• RECORD SET
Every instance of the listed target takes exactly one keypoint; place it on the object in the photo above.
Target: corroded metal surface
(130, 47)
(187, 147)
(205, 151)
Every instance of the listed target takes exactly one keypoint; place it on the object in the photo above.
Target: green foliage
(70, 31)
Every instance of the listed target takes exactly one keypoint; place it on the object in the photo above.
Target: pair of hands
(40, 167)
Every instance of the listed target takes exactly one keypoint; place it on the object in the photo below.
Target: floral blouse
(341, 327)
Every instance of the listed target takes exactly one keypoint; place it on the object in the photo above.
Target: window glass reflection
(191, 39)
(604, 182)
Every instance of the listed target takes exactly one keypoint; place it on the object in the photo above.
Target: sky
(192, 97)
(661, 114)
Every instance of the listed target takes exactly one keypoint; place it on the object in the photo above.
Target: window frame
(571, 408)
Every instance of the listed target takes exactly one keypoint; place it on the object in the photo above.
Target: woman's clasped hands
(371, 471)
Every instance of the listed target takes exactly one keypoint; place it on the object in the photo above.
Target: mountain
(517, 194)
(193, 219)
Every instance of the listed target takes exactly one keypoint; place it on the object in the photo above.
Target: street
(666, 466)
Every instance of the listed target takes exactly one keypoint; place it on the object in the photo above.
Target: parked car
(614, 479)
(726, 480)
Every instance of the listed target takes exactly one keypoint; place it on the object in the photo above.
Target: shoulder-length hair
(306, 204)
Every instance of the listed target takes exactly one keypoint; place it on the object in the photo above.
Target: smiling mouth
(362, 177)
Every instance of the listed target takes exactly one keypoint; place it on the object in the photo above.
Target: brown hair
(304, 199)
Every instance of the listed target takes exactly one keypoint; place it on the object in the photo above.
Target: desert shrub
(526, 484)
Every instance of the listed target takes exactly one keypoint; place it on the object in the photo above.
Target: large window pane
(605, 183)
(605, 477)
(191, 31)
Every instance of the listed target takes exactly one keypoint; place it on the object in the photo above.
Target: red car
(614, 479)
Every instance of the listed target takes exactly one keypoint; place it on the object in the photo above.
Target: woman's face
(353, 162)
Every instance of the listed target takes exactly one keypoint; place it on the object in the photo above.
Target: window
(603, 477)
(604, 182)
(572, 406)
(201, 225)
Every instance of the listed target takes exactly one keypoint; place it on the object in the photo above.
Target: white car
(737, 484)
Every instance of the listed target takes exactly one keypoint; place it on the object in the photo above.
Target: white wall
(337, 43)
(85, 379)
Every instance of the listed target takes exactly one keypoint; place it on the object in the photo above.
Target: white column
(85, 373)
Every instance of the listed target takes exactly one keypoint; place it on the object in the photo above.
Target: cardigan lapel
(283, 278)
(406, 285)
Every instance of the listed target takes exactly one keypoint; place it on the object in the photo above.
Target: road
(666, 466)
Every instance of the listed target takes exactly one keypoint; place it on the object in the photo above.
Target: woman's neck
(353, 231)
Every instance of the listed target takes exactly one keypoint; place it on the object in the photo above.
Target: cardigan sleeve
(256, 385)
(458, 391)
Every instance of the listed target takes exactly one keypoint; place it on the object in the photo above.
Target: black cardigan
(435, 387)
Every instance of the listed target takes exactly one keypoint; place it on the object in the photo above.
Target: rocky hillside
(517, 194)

• BRIEF
Could you print the lines above, exactly as written, from the line containing "Target: black cardigan" through the final one?

• RESPONSE AREA
Target: black cardigan
(435, 387)
Every instance of the listed target takes exactly one keypoint; place it on the object in the photo above.
Target: rocky hillside
(517, 194)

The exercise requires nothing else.